[How to complete this task] Once you reach the line that contains "Audit instructions — the first annotator's boxes for shovel", retype it and each later line exactly as written, stopping only at the end of the listing.

════════════════

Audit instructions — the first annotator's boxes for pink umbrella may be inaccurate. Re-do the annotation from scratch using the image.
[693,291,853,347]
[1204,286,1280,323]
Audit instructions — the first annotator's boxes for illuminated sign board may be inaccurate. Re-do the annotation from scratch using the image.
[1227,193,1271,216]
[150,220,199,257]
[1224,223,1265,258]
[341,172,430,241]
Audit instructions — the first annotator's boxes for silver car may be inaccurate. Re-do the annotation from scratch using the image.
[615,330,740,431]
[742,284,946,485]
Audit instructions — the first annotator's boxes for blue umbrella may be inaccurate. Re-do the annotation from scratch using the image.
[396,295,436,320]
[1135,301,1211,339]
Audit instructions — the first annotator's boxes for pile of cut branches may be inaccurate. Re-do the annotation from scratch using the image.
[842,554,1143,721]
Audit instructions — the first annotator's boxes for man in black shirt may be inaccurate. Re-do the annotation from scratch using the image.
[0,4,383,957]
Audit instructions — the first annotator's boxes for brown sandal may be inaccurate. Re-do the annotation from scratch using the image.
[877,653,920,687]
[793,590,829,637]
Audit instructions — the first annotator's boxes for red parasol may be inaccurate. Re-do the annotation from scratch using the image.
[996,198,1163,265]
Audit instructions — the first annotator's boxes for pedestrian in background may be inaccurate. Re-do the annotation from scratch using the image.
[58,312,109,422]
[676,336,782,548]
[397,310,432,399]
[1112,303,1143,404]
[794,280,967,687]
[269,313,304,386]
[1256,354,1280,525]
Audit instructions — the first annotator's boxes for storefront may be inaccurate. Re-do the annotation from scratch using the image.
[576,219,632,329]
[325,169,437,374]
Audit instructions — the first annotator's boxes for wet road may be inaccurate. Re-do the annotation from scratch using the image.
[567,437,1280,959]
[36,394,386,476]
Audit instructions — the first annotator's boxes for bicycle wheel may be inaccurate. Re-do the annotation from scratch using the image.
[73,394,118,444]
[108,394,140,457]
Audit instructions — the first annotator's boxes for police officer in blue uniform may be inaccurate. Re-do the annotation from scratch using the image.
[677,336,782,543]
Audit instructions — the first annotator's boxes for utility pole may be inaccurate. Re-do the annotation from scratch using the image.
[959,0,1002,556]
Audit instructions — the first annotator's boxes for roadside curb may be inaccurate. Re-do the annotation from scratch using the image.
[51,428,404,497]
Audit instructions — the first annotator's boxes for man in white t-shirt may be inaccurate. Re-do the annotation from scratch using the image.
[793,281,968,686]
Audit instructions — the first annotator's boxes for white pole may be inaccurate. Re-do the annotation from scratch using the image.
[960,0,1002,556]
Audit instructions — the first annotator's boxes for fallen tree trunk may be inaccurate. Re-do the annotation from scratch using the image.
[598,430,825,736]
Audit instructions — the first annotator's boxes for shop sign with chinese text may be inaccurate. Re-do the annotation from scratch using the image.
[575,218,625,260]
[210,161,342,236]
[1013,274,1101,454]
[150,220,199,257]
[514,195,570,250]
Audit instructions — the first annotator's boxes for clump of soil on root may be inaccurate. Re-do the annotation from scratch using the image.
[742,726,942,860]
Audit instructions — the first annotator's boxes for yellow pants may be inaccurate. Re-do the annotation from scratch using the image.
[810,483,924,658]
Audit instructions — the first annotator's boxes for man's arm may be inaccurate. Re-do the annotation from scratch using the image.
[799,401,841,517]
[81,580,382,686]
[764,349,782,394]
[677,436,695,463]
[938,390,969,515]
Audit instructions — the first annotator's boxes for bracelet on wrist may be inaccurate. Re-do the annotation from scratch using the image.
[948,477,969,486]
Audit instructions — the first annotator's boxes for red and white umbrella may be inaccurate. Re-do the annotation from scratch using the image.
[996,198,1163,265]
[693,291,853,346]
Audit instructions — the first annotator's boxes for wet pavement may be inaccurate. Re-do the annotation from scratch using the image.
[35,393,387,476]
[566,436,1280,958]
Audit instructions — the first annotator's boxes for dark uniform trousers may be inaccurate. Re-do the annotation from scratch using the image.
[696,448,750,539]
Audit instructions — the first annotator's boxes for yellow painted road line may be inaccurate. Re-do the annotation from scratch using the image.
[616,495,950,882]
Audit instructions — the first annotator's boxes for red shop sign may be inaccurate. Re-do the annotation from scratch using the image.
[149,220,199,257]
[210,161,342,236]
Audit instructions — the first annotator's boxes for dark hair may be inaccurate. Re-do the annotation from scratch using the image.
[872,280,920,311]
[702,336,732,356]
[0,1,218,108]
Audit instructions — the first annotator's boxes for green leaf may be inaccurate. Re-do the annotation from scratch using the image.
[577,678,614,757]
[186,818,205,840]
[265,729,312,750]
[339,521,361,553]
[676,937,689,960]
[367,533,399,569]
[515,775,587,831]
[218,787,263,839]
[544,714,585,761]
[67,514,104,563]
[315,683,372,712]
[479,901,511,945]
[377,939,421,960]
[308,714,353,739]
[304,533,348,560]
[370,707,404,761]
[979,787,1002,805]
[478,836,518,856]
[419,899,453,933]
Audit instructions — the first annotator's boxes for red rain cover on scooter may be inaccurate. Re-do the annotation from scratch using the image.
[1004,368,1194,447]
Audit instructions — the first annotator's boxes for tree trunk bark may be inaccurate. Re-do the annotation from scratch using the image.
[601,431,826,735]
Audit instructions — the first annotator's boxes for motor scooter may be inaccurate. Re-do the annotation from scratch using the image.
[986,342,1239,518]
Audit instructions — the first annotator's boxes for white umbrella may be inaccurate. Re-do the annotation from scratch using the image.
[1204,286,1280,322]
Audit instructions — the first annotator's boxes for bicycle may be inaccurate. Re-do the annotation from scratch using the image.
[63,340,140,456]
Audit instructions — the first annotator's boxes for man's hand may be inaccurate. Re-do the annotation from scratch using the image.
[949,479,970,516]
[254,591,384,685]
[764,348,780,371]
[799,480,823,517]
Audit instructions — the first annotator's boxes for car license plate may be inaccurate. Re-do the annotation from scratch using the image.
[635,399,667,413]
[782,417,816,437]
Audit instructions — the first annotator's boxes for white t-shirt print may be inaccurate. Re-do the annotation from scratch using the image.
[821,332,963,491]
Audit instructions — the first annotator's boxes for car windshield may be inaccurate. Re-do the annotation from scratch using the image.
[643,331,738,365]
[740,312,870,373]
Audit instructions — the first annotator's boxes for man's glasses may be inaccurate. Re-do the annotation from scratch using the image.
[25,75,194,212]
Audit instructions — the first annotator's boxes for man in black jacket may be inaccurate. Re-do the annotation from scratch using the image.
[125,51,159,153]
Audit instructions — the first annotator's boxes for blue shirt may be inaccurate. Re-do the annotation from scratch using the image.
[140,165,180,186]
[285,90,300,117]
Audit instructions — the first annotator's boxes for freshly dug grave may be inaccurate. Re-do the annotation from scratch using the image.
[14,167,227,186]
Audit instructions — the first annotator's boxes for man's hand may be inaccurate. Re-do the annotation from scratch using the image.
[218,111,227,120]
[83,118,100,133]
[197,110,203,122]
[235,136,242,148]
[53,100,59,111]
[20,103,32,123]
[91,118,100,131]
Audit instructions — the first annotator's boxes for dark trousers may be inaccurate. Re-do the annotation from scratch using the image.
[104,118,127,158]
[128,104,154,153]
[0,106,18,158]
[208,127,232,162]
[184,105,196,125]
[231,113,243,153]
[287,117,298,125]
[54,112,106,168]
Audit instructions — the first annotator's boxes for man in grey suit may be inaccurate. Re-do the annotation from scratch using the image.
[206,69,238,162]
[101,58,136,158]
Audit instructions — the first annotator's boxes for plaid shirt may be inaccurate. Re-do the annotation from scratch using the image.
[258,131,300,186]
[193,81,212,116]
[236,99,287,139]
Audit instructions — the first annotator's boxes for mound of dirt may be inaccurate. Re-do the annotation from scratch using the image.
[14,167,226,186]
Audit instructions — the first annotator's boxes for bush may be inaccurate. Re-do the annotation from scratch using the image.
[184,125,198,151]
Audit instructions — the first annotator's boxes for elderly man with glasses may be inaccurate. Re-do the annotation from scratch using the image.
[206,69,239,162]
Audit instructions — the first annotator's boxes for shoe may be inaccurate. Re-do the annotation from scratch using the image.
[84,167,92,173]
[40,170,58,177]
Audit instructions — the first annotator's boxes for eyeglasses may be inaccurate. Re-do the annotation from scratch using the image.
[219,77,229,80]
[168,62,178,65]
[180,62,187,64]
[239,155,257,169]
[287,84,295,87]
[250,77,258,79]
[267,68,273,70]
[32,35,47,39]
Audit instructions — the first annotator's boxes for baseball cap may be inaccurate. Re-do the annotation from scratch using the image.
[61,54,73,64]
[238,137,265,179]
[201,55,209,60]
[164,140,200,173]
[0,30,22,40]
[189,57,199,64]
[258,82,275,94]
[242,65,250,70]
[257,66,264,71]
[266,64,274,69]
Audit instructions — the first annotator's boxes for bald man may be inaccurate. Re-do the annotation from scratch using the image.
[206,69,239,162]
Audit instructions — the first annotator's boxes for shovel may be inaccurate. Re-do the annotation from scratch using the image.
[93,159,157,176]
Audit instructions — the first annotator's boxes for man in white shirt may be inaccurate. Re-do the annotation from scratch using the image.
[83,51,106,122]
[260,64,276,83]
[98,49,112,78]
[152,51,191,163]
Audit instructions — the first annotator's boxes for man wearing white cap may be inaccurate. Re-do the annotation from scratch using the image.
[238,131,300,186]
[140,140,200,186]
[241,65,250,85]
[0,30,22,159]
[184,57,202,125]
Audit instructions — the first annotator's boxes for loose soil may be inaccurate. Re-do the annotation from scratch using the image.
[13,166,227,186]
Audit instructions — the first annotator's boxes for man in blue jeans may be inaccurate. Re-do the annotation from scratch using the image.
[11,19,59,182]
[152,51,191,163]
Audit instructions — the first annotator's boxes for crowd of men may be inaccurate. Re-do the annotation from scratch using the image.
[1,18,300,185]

════════════════

[Response]
Audit instructions — the first annotator's boxes for shovel may be inaccurate. Re-do the annotation from scratch using the image.
[93,159,157,176]
Audit instructions — the first annotator's boxes for man in white shirt may be inaccurate. Re-do the annotation from scratch using the image.
[83,51,106,122]
[260,64,276,83]
[98,49,112,78]
[152,51,191,163]
Audit instructions — the first annotator's boxes for man wearing white cap may be inaccurate. Re-do the annotation from scratch using the image.
[238,131,300,186]
[140,140,200,186]
[241,65,250,85]
[0,30,22,159]
[184,57,202,125]
Audit instructions — the first annotator's boxes for loose soil may be inaccurate. Re-do the annotation from scratch using the image.
[13,166,227,186]
Audit instructions — the first annotator's boxes for man in blue jeans may be inaccurate. Re-do the annotation from scratch using the image.
[11,19,59,182]
[152,51,191,163]
Audit instructions — the first annotator's boxes for crowd of men may be inaccurate. Re-do the annotation from scratch using the image.
[1,18,300,185]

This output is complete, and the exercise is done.